Google’s Android Accessibility Suite is a collection of apps that make it easier for people with disabilities to interact with Android phones and tablets. And starting with Android 12, a new accessibility feature will make use of your phone’s camera to let you control your phone with your face.

According to a report from xda-developers, a beta version of Android Accessibility Suite 12.0.0 was included in the latest Android 12 beta, and it has a feature called a “Camera Switch” that lets you use facial gestures to interact with your mobile device.

Google first added support for “Switch Access” to Android’s accessibility features in 2017. At the time, the idea was to let you use a physical hardware device with at least two buttons (for “next operation,” and “enter”). Those button controllers could be USB or Bluetooth devices.

The addition of a Camera Switch to Android 12 means that you don’t need third-party hardware to control your phone using Switch Access. Just choose the Camera Switch option, set up your preferences, and you can use facial expressions to navigate through individual items, rows and columns, or groups of items (arranged by color).

For example, you could open your mouth to move to the next item in a list, and then smile to select it. Or if you’d prefer a simpler, single-facial-gesture setup, you could open your mouth to scan items, and then open your mouth again to select.
★ ★ ★ ★ ★
Problem details: Reproduce the entire article on Android's Camera Switch feature word for word. Work only from the article on Android's Camera Switch feature.
★ ★ ★ ★ ★
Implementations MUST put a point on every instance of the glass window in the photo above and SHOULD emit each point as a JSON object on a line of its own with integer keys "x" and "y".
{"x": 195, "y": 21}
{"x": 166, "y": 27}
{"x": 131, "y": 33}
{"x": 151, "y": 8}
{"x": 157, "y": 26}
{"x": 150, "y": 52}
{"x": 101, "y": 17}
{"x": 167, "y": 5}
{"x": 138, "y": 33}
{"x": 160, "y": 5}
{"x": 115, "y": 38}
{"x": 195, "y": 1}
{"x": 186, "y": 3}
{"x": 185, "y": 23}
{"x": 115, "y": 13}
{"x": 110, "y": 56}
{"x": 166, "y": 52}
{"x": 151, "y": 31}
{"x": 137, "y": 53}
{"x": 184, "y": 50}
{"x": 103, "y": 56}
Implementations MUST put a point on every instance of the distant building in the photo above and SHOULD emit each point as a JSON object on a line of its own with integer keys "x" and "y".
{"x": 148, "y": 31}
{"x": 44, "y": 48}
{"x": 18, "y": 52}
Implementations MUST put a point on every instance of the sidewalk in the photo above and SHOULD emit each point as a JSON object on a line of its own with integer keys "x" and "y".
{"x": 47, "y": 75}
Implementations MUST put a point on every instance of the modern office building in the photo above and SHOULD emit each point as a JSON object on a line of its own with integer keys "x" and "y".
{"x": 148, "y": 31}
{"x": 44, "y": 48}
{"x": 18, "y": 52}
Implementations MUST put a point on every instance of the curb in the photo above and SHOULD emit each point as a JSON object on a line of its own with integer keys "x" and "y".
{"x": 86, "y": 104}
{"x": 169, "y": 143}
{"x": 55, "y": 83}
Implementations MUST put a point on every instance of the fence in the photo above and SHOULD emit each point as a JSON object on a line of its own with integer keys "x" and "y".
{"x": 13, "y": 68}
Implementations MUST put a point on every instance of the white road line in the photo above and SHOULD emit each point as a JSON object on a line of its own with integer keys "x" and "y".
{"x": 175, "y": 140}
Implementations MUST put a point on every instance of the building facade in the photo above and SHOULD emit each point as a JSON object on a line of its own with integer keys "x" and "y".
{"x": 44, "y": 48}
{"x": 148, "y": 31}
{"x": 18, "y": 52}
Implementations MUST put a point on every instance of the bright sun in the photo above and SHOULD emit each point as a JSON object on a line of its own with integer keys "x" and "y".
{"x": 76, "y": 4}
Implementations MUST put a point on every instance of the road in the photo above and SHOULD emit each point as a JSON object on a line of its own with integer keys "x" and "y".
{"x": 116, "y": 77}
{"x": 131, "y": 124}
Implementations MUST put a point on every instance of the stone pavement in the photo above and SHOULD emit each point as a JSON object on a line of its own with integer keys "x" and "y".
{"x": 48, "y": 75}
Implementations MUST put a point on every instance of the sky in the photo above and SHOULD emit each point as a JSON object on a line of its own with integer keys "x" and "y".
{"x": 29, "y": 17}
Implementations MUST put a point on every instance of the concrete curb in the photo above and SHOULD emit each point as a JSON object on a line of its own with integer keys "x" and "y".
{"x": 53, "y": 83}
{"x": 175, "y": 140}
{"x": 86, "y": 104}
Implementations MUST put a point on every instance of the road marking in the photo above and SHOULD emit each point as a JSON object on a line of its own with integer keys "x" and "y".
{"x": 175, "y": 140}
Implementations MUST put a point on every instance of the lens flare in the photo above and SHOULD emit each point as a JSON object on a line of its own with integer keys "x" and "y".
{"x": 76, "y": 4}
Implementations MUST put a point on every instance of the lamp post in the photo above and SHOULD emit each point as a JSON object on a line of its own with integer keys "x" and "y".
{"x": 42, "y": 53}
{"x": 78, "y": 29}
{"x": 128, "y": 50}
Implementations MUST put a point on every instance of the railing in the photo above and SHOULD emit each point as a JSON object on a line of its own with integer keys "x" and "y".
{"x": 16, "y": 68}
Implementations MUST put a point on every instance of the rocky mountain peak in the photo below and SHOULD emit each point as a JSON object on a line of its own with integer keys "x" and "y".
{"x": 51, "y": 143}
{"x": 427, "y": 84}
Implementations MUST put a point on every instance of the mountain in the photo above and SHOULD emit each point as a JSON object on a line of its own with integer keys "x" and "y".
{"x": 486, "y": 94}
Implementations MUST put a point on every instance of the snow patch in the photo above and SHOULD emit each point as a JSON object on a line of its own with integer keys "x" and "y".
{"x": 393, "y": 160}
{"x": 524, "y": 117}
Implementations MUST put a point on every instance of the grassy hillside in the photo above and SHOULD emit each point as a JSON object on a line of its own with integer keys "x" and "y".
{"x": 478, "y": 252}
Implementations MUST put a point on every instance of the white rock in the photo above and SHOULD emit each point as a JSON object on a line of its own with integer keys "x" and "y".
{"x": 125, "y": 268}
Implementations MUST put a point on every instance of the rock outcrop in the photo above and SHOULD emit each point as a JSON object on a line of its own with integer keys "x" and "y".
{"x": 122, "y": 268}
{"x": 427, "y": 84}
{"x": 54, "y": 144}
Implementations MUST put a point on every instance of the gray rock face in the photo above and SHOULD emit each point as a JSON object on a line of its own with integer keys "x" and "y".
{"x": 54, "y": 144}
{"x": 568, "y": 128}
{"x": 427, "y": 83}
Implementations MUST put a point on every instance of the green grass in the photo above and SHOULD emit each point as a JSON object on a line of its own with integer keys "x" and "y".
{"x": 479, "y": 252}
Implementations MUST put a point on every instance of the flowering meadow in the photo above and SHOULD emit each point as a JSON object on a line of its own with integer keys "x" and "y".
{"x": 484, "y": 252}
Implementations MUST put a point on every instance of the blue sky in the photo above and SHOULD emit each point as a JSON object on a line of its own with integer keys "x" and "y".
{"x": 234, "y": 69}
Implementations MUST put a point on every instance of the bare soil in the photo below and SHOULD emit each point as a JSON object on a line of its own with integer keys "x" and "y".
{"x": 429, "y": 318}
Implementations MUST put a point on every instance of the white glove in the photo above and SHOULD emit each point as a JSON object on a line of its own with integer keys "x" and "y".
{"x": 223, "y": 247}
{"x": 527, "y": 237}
★ ★ ★ ★ ★
The reply:
Google’s Android Accessibility Suite is a collection of apps that make it easier for people with disabilities to interact with Android phones and tablets. And starting with Android 12, a new accessibility feature will make use of your phone’s camera to let you control your phone with your face.

According to a report from xda-developers, a beta version of Android Accessibility Suite 12.0.0 was included in the latest Android 12 beta, and it has a feature called a “Camera Switch” that lets you use facial gestures to interact with your mobile device.

Google first added support for “Switch Access” to Android’s accessibility features in 2017. At the time, the idea was to let you use a physical hardware device with at least two buttons (for “next operation,” and “enter”). Those button controllers could be USB or Bluetooth devices.

The addition of a Camera Switch to Android 12 means that you don’t need third-party hardware to control your phone using Switch Access. Just choose the Camera Switch option, set up your preferences, and you can use facial expressions to navigate through individual items, rows and columns, or groups of items (arranged by color).

For example, you could open your mouth to move to the next item in a list, and then smile to select it. Or if you’d prefer a simpler, single-facial-gesture setup, you could open your mouth to scan items, and then open your mouth again to select.